(Stored dataset items)
##########
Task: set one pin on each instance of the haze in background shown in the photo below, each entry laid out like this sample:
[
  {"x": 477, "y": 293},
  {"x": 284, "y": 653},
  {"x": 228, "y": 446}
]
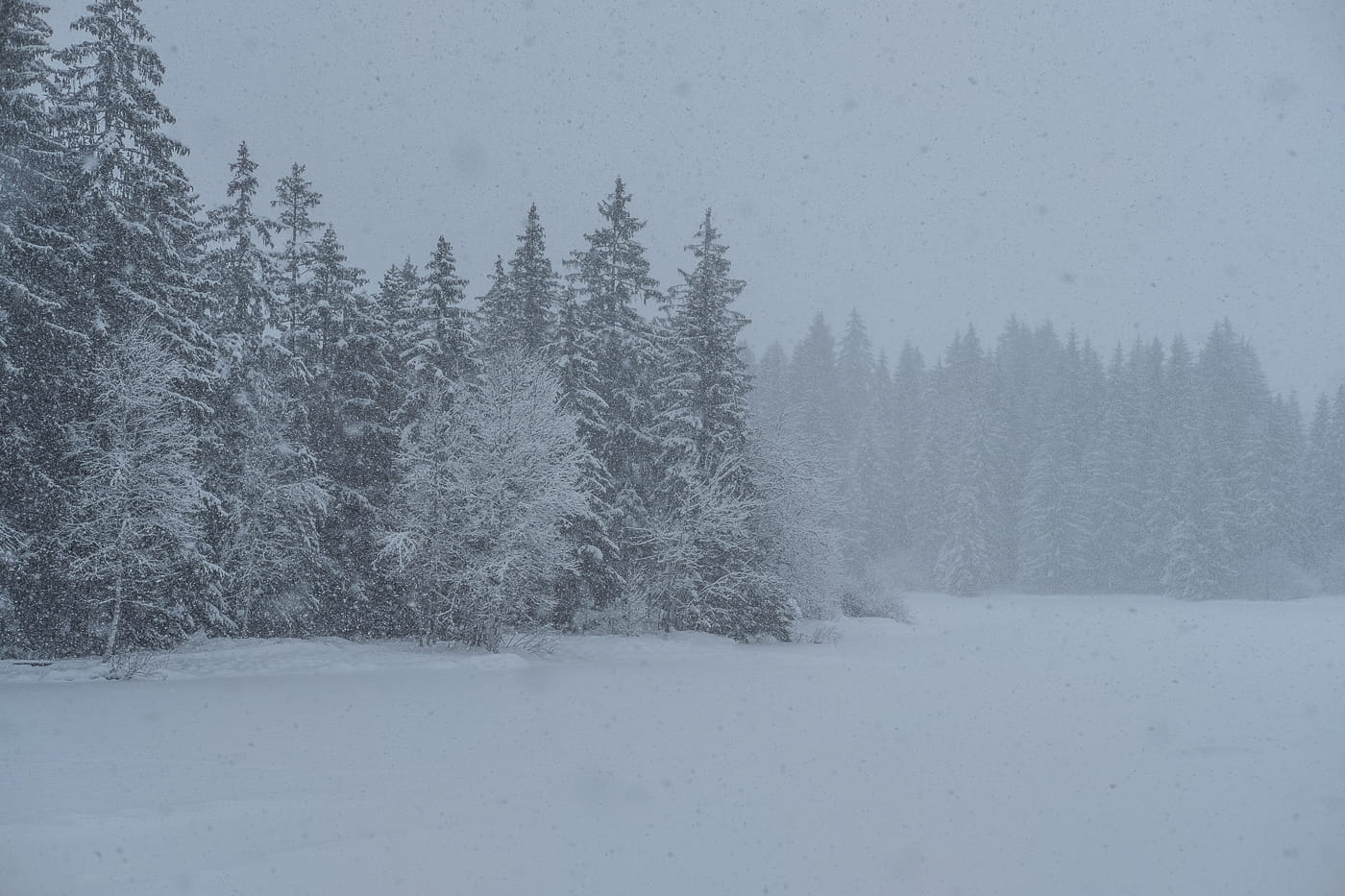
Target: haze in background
[{"x": 1132, "y": 170}]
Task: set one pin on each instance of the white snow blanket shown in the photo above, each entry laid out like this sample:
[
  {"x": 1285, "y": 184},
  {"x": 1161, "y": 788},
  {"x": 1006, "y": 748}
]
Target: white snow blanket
[{"x": 1036, "y": 745}]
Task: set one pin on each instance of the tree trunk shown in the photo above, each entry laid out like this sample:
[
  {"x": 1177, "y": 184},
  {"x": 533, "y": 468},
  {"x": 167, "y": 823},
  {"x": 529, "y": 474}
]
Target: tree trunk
[{"x": 116, "y": 618}]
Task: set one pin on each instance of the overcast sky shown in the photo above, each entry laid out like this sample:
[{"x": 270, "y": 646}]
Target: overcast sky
[{"x": 1130, "y": 168}]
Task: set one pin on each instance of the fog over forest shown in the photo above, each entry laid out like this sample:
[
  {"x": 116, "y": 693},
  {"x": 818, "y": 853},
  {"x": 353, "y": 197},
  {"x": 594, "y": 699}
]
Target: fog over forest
[
  {"x": 215, "y": 423},
  {"x": 668, "y": 449}
]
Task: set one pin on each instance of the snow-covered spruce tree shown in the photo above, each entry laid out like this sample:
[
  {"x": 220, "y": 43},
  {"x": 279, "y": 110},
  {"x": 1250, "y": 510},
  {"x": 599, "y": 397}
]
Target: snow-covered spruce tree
[
  {"x": 137, "y": 516},
  {"x": 795, "y": 519},
  {"x": 268, "y": 493},
  {"x": 520, "y": 312},
  {"x": 296, "y": 200},
  {"x": 138, "y": 227},
  {"x": 970, "y": 506},
  {"x": 486, "y": 486},
  {"x": 44, "y": 326},
  {"x": 140, "y": 230},
  {"x": 710, "y": 567},
  {"x": 612, "y": 275},
  {"x": 703, "y": 390},
  {"x": 854, "y": 378},
  {"x": 594, "y": 580},
  {"x": 346, "y": 346},
  {"x": 706, "y": 567},
  {"x": 817, "y": 393},
  {"x": 1325, "y": 485},
  {"x": 433, "y": 336}
]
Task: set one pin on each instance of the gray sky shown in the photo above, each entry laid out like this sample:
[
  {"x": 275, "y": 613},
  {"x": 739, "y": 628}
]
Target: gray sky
[{"x": 1130, "y": 168}]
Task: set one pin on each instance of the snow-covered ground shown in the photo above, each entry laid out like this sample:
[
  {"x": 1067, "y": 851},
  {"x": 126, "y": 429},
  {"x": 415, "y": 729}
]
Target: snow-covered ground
[{"x": 1032, "y": 745}]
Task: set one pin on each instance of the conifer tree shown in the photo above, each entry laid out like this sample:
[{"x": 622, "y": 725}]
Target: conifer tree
[
  {"x": 138, "y": 505},
  {"x": 436, "y": 345},
  {"x": 269, "y": 496},
  {"x": 612, "y": 275},
  {"x": 44, "y": 332},
  {"x": 296, "y": 200},
  {"x": 594, "y": 579},
  {"x": 140, "y": 228},
  {"x": 534, "y": 291}
]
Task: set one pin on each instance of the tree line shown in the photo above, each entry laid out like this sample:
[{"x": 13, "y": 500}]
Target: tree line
[
  {"x": 1038, "y": 465},
  {"x": 211, "y": 422}
]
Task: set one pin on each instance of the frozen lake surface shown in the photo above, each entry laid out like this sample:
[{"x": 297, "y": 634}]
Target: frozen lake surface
[{"x": 1038, "y": 745}]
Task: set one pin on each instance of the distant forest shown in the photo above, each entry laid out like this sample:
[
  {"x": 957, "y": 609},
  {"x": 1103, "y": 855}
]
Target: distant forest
[{"x": 210, "y": 422}]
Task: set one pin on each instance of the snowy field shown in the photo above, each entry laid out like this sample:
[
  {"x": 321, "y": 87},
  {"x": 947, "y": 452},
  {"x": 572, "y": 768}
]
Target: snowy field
[{"x": 1026, "y": 745}]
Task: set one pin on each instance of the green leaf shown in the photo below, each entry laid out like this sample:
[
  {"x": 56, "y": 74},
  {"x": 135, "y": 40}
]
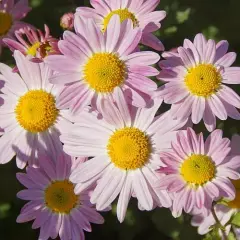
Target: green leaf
[
  {"x": 236, "y": 219},
  {"x": 182, "y": 16}
]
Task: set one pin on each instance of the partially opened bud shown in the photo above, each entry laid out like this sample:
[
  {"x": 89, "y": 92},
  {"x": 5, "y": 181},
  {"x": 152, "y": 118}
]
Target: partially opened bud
[{"x": 66, "y": 21}]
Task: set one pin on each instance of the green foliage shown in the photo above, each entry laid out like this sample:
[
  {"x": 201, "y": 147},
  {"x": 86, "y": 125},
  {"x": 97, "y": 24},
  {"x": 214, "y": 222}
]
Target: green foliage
[
  {"x": 236, "y": 220},
  {"x": 218, "y": 19}
]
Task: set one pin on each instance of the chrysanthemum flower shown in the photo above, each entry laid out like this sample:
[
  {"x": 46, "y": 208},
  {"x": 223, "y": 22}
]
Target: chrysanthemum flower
[
  {"x": 67, "y": 21},
  {"x": 28, "y": 115},
  {"x": 37, "y": 46},
  {"x": 125, "y": 146},
  {"x": 224, "y": 212},
  {"x": 196, "y": 76},
  {"x": 54, "y": 206},
  {"x": 96, "y": 63},
  {"x": 198, "y": 172},
  {"x": 140, "y": 12},
  {"x": 10, "y": 14}
]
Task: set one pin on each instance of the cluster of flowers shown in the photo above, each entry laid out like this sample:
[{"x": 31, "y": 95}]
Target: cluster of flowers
[{"x": 83, "y": 114}]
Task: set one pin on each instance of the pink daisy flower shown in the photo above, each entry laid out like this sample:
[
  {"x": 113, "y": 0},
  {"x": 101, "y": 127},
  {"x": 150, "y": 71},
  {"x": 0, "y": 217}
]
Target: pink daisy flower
[
  {"x": 10, "y": 14},
  {"x": 225, "y": 213},
  {"x": 198, "y": 172},
  {"x": 38, "y": 44},
  {"x": 53, "y": 205},
  {"x": 94, "y": 64},
  {"x": 125, "y": 145},
  {"x": 196, "y": 76},
  {"x": 140, "y": 12},
  {"x": 67, "y": 21},
  {"x": 28, "y": 115}
]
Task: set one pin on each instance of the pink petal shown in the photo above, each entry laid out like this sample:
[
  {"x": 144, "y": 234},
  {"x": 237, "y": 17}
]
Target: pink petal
[
  {"x": 209, "y": 118},
  {"x": 228, "y": 95},
  {"x": 130, "y": 43},
  {"x": 124, "y": 198},
  {"x": 198, "y": 109},
  {"x": 187, "y": 57},
  {"x": 112, "y": 33},
  {"x": 89, "y": 169},
  {"x": 227, "y": 60},
  {"x": 152, "y": 41},
  {"x": 210, "y": 51},
  {"x": 143, "y": 58},
  {"x": 200, "y": 43},
  {"x": 142, "y": 191},
  {"x": 221, "y": 49},
  {"x": 217, "y": 107}
]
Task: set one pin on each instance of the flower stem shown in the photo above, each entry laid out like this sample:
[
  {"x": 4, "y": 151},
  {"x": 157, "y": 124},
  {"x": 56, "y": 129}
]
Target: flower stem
[{"x": 224, "y": 235}]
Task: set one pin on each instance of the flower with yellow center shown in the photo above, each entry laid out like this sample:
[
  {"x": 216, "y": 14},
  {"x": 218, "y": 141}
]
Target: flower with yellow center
[
  {"x": 124, "y": 145},
  {"x": 235, "y": 204},
  {"x": 203, "y": 80},
  {"x": 94, "y": 70},
  {"x": 140, "y": 14},
  {"x": 129, "y": 148},
  {"x": 196, "y": 76},
  {"x": 34, "y": 43},
  {"x": 32, "y": 50},
  {"x": 52, "y": 198},
  {"x": 104, "y": 71},
  {"x": 6, "y": 22},
  {"x": 198, "y": 169},
  {"x": 196, "y": 172},
  {"x": 31, "y": 119},
  {"x": 60, "y": 197},
  {"x": 36, "y": 111},
  {"x": 124, "y": 14}
]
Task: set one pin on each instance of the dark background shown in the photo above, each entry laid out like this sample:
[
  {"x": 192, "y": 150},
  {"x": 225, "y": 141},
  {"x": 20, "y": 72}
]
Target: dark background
[{"x": 217, "y": 19}]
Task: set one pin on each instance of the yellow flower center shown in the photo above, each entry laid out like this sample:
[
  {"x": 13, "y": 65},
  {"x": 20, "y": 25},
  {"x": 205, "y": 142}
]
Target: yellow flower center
[
  {"x": 129, "y": 148},
  {"x": 104, "y": 71},
  {"x": 33, "y": 49},
  {"x": 5, "y": 23},
  {"x": 236, "y": 202},
  {"x": 60, "y": 197},
  {"x": 36, "y": 111},
  {"x": 123, "y": 14},
  {"x": 203, "y": 80},
  {"x": 198, "y": 169}
]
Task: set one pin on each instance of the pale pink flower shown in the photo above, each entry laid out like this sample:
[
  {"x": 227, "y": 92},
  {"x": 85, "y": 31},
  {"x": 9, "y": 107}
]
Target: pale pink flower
[
  {"x": 196, "y": 76},
  {"x": 53, "y": 205},
  {"x": 125, "y": 145},
  {"x": 94, "y": 64},
  {"x": 28, "y": 114},
  {"x": 34, "y": 43},
  {"x": 140, "y": 12},
  {"x": 66, "y": 21},
  {"x": 10, "y": 14},
  {"x": 198, "y": 173}
]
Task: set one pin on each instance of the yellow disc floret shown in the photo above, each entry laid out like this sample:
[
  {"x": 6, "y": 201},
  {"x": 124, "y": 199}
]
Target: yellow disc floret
[
  {"x": 236, "y": 202},
  {"x": 124, "y": 14},
  {"x": 129, "y": 148},
  {"x": 33, "y": 49},
  {"x": 36, "y": 111},
  {"x": 104, "y": 71},
  {"x": 203, "y": 80},
  {"x": 198, "y": 169},
  {"x": 60, "y": 197},
  {"x": 5, "y": 23}
]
##########
## EXERCISE DETAILS
Beginning at the line where "Task: set one pin on each instance of the yellow disc" appears, extract each line through the end of the data above; keep them exact and include nothing else.

## SOLUTION TO THIS EXERCISE
Task: set one pin on each instance of the yellow disc floret shown in the photo above, each entry laid out like this sample:
[
  {"x": 6, "y": 201},
  {"x": 124, "y": 199}
]
Target: yellow disc floret
[
  {"x": 236, "y": 202},
  {"x": 124, "y": 14},
  {"x": 129, "y": 148},
  {"x": 33, "y": 49},
  {"x": 36, "y": 111},
  {"x": 104, "y": 71},
  {"x": 203, "y": 80},
  {"x": 198, "y": 169},
  {"x": 60, "y": 197},
  {"x": 5, "y": 23}
]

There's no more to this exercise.